▶ **Consegne**:
(1) Riproduci fedelmente il dialogo sul Dharma dalle parole "Studenti: Si" fino alle parole "dare la felicità?", queste incluse.
(2) Scrivi il seguito del dialogo sul Dharma, partendo dopo l'ultima battuta riportata.

▶ **Testo estratto**:

Ven. Ghesce Yesce Tobden: Il dharma è o non è un metodo per raggiungere la felicità ed eliminare la sofferenza?
Studenti: Si
Ven. Ghesce Yesce Tobden.: Allora qualcuno sa dire come mai?
S: Perché elimina la sofferenza
Ven. Ghesce Yesce Tobden.: Appunto, come mai può eliminare la sofferenza e dare la felicità?
S: perché la sofferenza si elimina attraverso la chiarezza, la conoscenza e l’amore verso gli altri, di conseguenza porta alla chiarezza completa, all’illuminazione.
Ven. Ghesce Yesce Tobden.: Bene, come può la pratica del Dharma impedire rinascite infelici nel futuro?
Ven. Ghesce Yesce Tobden.: Abolendo il Karma, perché praticando il Dharma non si creano azioni negative.
Ven. Ghesce Yesce Tobden.: Allora sì, è proprio così: attraverso la pratica del Dharma uno abbandona le azioni negative, che sono la causa delle rinascite infelici, per cui non ci sarà modo di avere questo tipo di rinascite. E in che modo si può, attraverso la pratica arrivare alla liberazione dal Samsara? La Liberazione dalla sofferenza?
S.: perché porta alla chiarezza e considerando le vite passate porta a togliersi da questo ciclo continuo di rinascite nel Samsara.

▶ **Dati forniti**:
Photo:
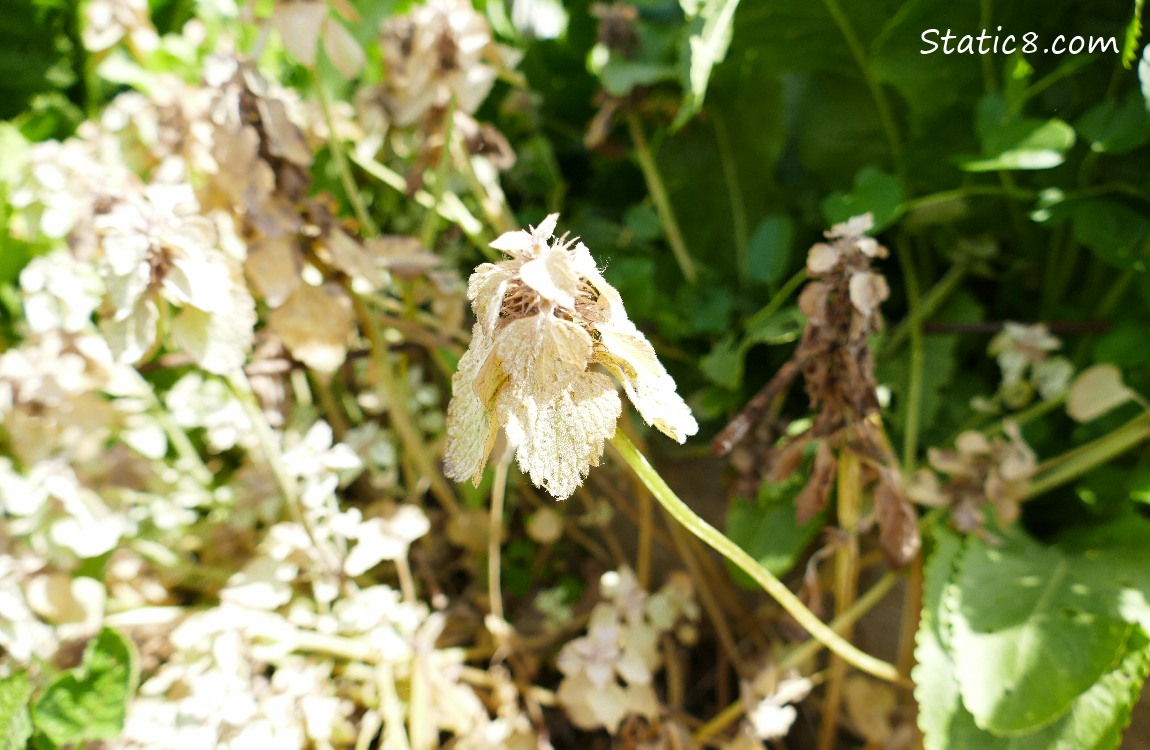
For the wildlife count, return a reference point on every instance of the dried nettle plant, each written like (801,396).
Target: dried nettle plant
(546,323)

▶ **Risposte scritte**:
(1)
Studenti: Si
Ven. Ghesce Yesce Tobden.: Allora qualcuno sa dire come mai?
S: Perché elimina la sofferenza
Ven. Ghesce Yesce Tobden.: Appunto, come mai può eliminare la sofferenza e dare la felicità?

(2)
Ven. Ghesce Yesce Tobden.: E la causa della sofferenza qual è?
S.: i difetti mentali, il loro insieme.
Ven. Ghesce Yesce Tobden.: Bene e come mai questi difetti mentali possono essere eliminati?
S.: Perché non sono permanenti.
Ven. Ghesce Yesce Tobden.: Si questa è una ragione, appunto, in quanto sono impermanenti è possibile che ci sia una fine. Però, per poter spiegare meglio, si può considerare il fatto che questi difetti mentali sono dei tipi di menti errate, ciò significa menti che non si accordano con quella che è la vera realtà delle cose, sono modi di pensare sbagliati.
S.: Misurare il tempo è sbagliato? Le ore, i minuti, porre dei limiti…
Ven. Ghesce Yesce Tobden.: non è un difetto, non è sbagliato perché contare i minuti, le ore, non è una mente errata, cioè affermare vera una cosa non vera. I difetti mentali principali sono gli aspetti mentali negativi che sorgono nella mente (odio, attaccamento, l’ignoranza). La causa principale di tutti i difetti mentali è quella coscienza errata dell’Io, questo pensare continuamente a un Io, come se questo Io fosse una cosa esistente indipendentemente, permanentemente. Ciò prova che cerchiamo, che abbiamo attaccamento verso quelle persone e cose che sembra facciano bene a questo supposto Io e così pure ad avere odio, avversione verso quelle persone o cose che sembra facciano male a questo supposto Io. Ecco che la mente comincerà a non essere più pacifica e ad avere distinzione tra amici e nemici, ad avere odio verso alcuni e attaccamento verso altri: da questo derivano tantissimi problemi.
Ancora una domanda: una volta raggiunta l’assenza della sofferenza, eliminando tutti i difetti mentali, e raggiungendo la propria felicità, il Nirvana, possiamo fermarci?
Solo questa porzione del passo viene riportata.